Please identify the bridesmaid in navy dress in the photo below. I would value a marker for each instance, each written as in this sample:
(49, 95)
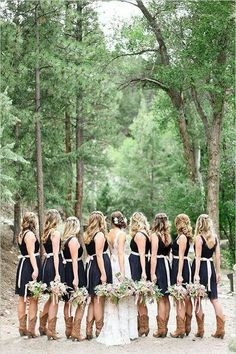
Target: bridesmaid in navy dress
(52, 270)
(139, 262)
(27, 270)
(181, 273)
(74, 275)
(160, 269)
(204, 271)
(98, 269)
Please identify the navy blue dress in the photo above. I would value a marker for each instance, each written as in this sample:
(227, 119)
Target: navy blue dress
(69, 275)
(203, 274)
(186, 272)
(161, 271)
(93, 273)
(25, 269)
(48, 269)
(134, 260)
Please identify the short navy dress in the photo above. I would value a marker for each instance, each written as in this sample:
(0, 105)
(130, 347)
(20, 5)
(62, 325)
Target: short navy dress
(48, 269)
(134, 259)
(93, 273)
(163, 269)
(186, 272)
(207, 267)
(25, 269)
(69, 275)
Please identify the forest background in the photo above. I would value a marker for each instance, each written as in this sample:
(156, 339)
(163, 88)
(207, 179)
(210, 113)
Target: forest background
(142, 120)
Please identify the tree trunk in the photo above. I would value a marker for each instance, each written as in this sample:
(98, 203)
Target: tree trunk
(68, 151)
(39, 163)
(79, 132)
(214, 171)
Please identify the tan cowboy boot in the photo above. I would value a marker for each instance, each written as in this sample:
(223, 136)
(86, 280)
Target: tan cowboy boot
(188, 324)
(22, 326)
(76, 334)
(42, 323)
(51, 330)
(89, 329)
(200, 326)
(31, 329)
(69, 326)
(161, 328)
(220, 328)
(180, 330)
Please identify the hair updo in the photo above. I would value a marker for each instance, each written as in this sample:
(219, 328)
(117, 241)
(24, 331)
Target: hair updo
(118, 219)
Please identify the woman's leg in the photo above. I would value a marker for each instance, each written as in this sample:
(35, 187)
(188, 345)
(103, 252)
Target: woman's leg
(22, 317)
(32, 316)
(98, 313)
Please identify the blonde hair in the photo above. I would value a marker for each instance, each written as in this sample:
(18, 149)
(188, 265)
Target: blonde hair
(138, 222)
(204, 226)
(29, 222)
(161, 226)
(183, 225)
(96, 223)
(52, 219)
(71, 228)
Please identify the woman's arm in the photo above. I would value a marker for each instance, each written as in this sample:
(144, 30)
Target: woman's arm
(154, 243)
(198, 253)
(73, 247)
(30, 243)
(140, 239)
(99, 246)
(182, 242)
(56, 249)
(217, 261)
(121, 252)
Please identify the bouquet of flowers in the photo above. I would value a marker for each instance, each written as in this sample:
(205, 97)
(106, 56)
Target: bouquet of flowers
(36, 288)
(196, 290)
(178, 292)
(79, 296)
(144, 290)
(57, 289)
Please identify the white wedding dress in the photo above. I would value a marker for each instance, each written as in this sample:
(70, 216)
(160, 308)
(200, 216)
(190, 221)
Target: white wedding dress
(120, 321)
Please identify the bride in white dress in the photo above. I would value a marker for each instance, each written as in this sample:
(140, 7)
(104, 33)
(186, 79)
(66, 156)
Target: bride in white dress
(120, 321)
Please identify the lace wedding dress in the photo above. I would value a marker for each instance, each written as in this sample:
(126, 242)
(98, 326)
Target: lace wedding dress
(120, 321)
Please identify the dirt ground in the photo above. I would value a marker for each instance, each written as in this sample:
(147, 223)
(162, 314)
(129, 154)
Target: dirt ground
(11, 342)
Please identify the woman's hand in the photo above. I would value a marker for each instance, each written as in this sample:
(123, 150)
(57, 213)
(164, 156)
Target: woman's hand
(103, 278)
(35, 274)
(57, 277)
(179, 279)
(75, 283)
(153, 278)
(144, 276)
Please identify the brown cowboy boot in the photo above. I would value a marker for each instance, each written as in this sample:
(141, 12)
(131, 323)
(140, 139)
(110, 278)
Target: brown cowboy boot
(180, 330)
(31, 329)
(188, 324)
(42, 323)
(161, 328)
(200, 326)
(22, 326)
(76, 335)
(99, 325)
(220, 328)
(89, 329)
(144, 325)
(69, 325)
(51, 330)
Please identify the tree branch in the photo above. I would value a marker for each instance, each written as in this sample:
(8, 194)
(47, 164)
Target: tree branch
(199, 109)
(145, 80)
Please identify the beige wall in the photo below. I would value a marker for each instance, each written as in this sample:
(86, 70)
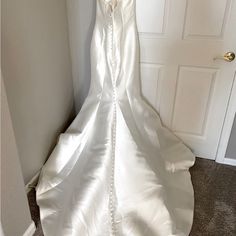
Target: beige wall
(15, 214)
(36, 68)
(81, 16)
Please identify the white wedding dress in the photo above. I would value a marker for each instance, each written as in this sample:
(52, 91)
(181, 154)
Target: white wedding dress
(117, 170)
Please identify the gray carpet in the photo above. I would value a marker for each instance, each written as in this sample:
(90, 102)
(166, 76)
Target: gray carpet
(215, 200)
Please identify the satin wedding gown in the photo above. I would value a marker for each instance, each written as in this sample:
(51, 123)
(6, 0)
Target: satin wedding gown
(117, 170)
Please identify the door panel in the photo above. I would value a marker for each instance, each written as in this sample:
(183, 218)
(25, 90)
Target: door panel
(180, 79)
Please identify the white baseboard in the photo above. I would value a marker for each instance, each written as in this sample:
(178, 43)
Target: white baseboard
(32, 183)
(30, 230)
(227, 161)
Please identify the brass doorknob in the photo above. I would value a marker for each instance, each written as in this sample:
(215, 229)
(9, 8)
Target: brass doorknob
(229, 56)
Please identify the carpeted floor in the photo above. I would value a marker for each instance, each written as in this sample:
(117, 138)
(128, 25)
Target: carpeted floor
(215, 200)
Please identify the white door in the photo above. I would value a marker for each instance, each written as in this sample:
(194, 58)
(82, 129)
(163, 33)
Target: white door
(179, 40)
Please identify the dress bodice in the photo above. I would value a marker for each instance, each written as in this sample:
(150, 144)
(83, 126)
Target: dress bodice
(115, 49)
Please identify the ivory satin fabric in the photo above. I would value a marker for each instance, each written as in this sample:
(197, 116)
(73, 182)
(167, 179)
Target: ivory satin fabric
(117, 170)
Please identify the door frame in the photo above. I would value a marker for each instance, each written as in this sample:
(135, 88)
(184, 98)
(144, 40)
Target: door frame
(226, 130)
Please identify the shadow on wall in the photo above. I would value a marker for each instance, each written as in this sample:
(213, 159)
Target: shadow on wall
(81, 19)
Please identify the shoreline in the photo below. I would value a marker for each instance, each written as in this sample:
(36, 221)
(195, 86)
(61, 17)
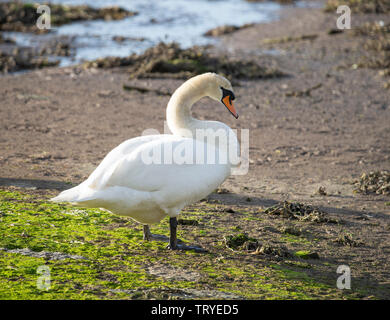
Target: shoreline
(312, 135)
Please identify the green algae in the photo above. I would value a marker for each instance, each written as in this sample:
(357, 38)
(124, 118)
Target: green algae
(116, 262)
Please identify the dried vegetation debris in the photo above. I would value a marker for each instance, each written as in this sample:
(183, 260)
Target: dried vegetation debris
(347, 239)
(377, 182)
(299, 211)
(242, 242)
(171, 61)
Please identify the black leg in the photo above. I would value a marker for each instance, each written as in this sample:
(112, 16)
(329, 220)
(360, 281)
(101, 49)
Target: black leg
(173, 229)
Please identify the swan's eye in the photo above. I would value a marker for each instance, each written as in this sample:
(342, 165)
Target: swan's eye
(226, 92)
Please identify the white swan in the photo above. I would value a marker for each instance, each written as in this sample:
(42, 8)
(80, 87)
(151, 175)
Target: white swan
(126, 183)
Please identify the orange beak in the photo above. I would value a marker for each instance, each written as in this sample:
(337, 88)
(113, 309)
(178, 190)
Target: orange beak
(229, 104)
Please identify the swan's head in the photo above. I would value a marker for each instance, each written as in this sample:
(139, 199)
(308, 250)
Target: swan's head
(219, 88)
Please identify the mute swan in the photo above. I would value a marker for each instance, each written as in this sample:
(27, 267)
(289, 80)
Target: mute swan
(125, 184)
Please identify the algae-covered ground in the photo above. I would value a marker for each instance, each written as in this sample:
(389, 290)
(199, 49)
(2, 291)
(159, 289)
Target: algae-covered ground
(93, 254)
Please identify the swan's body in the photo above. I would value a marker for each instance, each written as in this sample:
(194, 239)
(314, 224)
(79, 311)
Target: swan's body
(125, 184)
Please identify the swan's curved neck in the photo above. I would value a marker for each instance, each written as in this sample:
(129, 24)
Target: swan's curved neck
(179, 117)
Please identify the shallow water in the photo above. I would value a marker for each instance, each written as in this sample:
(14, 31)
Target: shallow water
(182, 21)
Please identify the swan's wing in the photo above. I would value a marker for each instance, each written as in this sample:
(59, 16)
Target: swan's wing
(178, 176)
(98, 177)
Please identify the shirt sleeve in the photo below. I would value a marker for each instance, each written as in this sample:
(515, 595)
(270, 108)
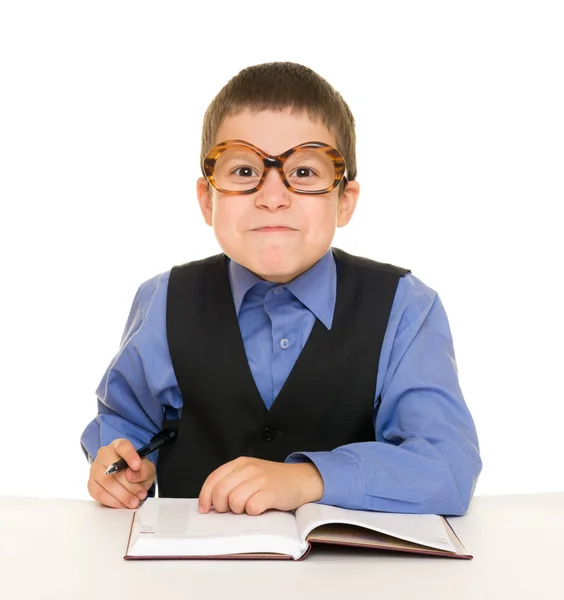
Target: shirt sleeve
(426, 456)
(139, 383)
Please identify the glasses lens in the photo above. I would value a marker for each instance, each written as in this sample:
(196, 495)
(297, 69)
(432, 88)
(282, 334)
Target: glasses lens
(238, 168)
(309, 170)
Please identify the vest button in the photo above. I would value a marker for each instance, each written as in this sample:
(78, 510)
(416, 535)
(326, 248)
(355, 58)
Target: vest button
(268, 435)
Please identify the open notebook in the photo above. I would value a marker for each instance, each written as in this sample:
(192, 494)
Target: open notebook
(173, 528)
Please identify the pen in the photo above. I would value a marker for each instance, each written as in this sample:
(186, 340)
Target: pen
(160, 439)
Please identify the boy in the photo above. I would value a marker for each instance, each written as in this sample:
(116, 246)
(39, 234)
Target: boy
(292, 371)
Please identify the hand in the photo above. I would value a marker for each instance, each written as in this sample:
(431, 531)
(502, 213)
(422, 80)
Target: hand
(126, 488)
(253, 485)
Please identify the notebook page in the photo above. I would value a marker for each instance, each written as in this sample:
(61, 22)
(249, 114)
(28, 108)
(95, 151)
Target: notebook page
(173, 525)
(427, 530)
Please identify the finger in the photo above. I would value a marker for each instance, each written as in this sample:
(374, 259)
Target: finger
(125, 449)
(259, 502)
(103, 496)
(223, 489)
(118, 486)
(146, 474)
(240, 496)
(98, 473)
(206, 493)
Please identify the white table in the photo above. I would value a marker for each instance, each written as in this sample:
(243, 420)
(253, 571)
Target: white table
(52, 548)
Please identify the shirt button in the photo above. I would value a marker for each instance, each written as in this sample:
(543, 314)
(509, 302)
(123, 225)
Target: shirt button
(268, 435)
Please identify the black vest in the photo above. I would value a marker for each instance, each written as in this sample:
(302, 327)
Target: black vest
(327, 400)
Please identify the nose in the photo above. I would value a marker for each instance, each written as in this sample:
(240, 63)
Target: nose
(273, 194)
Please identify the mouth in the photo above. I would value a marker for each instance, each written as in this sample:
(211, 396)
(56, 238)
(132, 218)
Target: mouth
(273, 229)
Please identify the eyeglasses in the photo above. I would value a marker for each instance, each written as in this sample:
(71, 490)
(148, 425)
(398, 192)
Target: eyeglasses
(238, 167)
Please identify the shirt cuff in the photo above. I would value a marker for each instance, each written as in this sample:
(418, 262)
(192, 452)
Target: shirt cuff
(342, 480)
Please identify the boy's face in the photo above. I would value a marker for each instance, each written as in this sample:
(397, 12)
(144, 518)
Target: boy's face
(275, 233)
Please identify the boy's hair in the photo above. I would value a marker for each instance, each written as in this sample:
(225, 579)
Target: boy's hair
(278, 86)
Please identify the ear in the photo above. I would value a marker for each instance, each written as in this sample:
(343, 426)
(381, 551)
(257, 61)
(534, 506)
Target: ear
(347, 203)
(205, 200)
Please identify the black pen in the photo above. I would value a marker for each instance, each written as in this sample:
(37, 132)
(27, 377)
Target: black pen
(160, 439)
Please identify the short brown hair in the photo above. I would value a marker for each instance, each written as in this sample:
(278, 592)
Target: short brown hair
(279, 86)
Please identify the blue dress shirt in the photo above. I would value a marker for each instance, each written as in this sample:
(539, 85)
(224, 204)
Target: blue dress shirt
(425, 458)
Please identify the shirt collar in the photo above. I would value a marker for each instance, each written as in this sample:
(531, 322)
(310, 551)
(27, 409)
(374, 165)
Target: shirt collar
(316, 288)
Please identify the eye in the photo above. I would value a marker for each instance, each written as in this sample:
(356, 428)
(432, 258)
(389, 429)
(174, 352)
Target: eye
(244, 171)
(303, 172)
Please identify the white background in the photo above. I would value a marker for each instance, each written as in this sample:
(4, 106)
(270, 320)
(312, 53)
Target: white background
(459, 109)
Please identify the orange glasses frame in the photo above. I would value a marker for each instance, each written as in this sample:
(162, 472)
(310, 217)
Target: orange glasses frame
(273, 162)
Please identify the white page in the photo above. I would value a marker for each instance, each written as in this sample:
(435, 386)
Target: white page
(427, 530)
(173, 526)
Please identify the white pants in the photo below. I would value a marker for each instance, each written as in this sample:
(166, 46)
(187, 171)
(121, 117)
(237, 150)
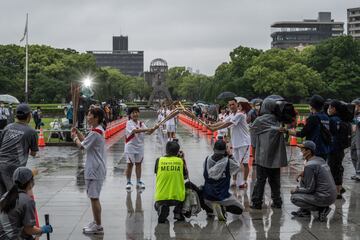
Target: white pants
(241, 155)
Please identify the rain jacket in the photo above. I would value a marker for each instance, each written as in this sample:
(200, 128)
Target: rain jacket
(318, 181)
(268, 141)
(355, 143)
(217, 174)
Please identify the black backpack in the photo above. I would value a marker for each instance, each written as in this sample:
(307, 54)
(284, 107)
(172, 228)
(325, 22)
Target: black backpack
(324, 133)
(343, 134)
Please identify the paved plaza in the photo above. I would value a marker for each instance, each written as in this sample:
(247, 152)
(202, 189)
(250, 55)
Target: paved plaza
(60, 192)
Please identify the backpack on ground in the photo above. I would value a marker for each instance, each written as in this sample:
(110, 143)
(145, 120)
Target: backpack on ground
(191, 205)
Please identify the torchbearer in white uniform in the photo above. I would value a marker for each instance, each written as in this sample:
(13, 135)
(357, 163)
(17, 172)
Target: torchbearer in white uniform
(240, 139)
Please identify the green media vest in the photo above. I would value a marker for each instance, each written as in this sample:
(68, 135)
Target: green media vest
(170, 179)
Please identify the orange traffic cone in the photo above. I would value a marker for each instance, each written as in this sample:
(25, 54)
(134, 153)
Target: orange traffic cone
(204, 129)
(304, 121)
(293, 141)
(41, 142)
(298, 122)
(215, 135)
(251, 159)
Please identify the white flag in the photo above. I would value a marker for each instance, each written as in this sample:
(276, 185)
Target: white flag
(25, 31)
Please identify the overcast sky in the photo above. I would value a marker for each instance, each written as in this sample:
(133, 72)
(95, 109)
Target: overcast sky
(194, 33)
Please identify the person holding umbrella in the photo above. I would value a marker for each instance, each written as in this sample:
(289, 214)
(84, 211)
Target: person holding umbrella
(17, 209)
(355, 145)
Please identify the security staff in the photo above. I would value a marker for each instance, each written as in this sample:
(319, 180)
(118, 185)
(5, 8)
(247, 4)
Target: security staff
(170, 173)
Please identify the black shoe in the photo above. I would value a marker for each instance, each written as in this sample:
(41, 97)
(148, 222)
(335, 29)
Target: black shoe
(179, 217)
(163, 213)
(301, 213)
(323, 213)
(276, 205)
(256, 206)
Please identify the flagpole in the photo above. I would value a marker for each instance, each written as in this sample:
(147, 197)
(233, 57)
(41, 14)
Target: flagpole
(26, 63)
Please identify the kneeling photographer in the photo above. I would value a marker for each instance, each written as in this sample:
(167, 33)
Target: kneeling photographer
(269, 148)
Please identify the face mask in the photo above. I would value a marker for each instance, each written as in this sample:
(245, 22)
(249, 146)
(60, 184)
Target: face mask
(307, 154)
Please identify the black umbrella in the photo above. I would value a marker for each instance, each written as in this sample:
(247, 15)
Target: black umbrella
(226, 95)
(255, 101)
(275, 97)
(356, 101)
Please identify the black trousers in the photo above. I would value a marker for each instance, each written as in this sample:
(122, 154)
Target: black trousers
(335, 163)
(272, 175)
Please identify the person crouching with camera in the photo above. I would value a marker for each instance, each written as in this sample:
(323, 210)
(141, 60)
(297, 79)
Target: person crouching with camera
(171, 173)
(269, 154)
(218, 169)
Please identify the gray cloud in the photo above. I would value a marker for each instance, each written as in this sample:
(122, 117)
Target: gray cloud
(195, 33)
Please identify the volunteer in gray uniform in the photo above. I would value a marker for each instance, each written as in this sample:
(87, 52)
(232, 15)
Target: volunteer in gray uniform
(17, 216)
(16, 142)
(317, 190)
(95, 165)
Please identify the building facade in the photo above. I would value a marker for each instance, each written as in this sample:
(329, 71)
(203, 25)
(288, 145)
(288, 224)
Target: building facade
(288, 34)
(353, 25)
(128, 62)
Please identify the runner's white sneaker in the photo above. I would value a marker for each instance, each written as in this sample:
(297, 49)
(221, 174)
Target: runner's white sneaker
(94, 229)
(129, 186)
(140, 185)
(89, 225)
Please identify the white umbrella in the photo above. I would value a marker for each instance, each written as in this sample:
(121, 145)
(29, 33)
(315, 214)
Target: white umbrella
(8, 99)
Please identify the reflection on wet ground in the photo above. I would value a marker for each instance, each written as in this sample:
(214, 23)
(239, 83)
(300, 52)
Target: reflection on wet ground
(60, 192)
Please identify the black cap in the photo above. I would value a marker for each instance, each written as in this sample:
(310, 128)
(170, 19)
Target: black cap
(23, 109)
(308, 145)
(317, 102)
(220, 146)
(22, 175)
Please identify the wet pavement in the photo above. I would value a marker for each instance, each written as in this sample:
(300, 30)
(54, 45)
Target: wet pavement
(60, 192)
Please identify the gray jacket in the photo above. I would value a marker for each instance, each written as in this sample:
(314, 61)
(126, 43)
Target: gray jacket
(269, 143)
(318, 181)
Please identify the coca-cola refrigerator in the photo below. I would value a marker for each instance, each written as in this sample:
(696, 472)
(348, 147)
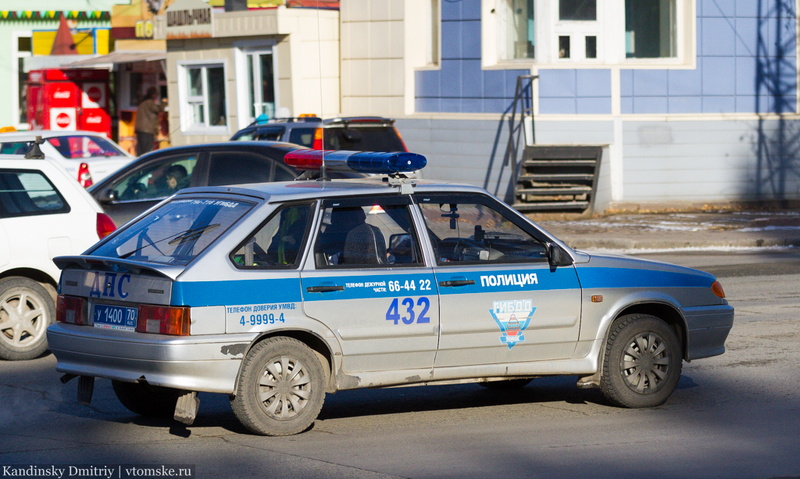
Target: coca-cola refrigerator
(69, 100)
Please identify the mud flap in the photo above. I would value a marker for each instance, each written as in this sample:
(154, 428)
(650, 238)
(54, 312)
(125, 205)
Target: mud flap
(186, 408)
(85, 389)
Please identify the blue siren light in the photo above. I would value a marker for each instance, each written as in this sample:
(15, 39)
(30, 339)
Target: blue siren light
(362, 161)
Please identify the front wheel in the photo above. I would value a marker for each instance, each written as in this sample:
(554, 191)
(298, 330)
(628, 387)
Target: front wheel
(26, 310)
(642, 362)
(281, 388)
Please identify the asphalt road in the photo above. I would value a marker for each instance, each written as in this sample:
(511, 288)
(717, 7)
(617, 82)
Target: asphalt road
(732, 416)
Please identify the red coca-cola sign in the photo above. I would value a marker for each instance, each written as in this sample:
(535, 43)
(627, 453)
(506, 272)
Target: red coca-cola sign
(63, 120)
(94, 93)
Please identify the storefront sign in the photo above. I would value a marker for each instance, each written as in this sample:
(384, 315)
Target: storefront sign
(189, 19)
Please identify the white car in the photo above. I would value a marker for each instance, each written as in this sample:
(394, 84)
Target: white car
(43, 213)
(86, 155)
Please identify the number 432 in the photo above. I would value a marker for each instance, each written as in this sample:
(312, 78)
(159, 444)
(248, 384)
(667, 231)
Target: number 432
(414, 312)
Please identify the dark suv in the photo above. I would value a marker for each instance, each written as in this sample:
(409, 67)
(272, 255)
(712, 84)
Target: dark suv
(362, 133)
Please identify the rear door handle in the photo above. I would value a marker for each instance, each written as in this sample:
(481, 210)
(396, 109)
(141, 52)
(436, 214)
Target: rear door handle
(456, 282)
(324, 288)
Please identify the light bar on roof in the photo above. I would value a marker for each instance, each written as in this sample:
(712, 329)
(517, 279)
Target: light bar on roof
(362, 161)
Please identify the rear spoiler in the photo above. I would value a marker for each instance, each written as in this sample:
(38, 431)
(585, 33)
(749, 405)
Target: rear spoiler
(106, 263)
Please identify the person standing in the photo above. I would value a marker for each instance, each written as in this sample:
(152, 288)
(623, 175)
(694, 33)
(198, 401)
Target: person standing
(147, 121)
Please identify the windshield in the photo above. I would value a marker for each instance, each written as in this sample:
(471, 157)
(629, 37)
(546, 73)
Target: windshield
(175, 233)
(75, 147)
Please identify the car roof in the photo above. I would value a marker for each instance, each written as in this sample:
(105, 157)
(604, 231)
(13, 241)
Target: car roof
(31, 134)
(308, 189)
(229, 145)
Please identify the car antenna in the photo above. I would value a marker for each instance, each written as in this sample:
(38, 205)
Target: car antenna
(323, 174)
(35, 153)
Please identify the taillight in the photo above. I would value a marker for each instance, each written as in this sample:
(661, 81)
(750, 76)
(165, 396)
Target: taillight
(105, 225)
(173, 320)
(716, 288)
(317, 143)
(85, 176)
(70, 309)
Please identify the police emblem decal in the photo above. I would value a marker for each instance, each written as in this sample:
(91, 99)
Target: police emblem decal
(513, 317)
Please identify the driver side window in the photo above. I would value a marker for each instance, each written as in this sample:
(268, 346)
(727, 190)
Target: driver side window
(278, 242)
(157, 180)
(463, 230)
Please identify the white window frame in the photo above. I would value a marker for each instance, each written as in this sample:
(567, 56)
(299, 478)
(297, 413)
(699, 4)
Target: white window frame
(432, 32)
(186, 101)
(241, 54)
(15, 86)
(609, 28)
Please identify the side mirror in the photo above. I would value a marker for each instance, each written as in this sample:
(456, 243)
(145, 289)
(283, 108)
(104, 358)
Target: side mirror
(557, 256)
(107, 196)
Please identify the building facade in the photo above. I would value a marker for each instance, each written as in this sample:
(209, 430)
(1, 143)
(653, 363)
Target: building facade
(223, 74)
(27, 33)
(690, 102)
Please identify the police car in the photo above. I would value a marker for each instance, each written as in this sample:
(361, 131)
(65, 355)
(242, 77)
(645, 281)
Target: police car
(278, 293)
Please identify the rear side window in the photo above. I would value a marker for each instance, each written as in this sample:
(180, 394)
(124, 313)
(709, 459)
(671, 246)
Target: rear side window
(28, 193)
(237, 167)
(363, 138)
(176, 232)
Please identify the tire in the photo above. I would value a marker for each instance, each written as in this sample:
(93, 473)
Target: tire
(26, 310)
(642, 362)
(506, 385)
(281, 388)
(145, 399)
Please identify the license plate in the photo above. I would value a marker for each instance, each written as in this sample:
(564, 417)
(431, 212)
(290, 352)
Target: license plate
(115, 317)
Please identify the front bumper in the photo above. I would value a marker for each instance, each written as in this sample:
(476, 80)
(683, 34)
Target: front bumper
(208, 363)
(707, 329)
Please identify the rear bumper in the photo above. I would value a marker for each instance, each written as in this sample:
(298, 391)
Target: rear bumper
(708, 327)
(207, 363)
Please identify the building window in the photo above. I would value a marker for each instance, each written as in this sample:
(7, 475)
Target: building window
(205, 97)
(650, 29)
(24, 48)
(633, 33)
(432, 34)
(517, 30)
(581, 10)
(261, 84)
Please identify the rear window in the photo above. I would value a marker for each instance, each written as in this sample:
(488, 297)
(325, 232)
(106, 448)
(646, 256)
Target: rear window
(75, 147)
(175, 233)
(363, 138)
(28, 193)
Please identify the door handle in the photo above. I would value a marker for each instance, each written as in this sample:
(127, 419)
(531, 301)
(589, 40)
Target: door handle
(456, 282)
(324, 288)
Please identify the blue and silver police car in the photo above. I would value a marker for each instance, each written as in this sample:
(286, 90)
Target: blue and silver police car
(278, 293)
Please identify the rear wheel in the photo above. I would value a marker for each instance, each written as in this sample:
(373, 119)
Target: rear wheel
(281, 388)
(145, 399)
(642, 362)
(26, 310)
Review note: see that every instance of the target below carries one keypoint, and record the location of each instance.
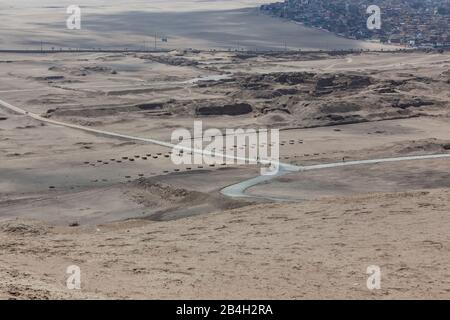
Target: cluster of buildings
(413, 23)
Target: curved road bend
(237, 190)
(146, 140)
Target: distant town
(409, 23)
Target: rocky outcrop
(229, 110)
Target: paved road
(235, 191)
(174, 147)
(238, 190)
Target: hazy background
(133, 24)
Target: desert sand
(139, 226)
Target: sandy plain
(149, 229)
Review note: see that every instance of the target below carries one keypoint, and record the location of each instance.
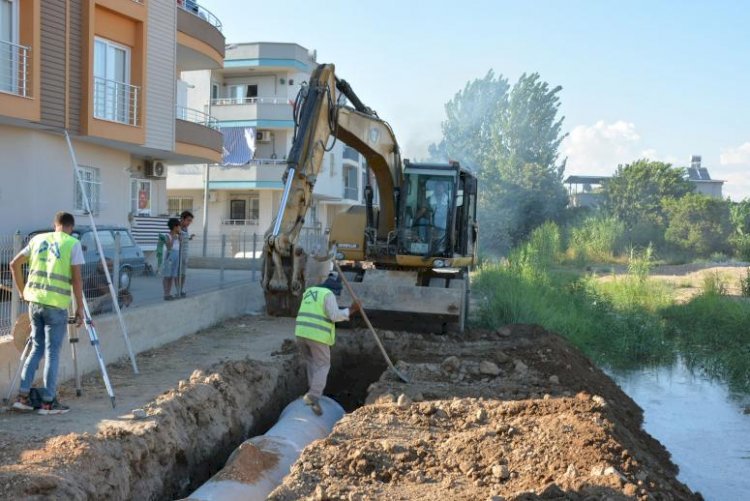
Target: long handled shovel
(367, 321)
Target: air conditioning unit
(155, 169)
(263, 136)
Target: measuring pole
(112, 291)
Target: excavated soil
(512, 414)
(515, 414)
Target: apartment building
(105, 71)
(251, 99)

---

Exercise
Which lines of the entries above contain the string "below"? Copy each one.

Solution to the problem
Please identify the bridesmaid in navy dress in the photo below. I would value a marker for each instance, each written as in this sample:
Please identify the beige wall in the photo below. I would value a marker for each instance, each written as in this sample:
Please identify the shoreline in the photo below. I would value a marker for each instance, each written as in this sample:
Please identify the shirt sleeve in the photo below. I would value a marker for each instance, each written as in this sample:
Please identify the white pants in the photo below. I would value a marker for each instance, each written as in this sample:
Please identify the coca-cola refrigerator in the photo below. I would value a marker for each instance, each written as in this sample:
Review note: see that every instance of the target below carries one keypoint, and record the location of each instance.
Review note: see that every instance of the target below carries one keypoint, and record the location of each instance.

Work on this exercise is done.